▸ PROBLEM DETAILS:
Transcribe all of the records word for word, please, omitting the pictures.

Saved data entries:
==============================
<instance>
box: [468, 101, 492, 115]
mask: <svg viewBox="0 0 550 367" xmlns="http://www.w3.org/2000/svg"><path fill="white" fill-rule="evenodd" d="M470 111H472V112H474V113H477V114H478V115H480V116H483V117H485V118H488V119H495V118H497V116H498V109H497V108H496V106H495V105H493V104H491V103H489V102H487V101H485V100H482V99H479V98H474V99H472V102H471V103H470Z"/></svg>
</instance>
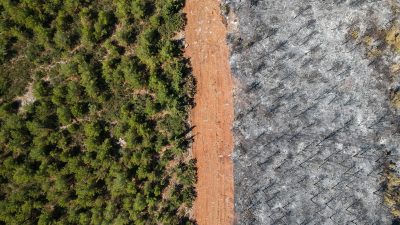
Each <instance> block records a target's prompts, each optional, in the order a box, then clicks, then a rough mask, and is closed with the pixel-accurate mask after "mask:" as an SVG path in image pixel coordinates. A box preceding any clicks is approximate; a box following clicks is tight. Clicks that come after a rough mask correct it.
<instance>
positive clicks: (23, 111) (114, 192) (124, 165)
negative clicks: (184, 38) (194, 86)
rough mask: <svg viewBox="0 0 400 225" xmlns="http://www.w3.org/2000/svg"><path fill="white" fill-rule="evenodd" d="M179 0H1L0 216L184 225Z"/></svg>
==============================
▸ FINAL ANSWER:
<instance>
box: [468, 101, 492, 115]
mask: <svg viewBox="0 0 550 367" xmlns="http://www.w3.org/2000/svg"><path fill="white" fill-rule="evenodd" d="M470 111H472V112H474V113H477V114H478V115H480V116H483V117H485V118H488V119H495V118H497V116H498V109H497V108H496V106H495V105H493V104H491V103H489V102H487V101H485V100H482V99H479V98H474V99H472V102H471V103H470Z"/></svg>
</instance>
Each <instance> block records a target's prompts, each optional, in the order a box, then clicks, then a rough mask, and is closed with the pixel-accurate mask after "mask:" as an SVG path in image pixel coordinates. A box preceding any clicks is approximate; a box following clicks is tight. Clicks that come after a rough mask correct it.
<instance>
positive clicks: (23, 111) (114, 192) (124, 165)
negative clicks: (184, 38) (194, 86)
rough mask: <svg viewBox="0 0 400 225" xmlns="http://www.w3.org/2000/svg"><path fill="white" fill-rule="evenodd" d="M179 0H1L0 216L184 225Z"/></svg>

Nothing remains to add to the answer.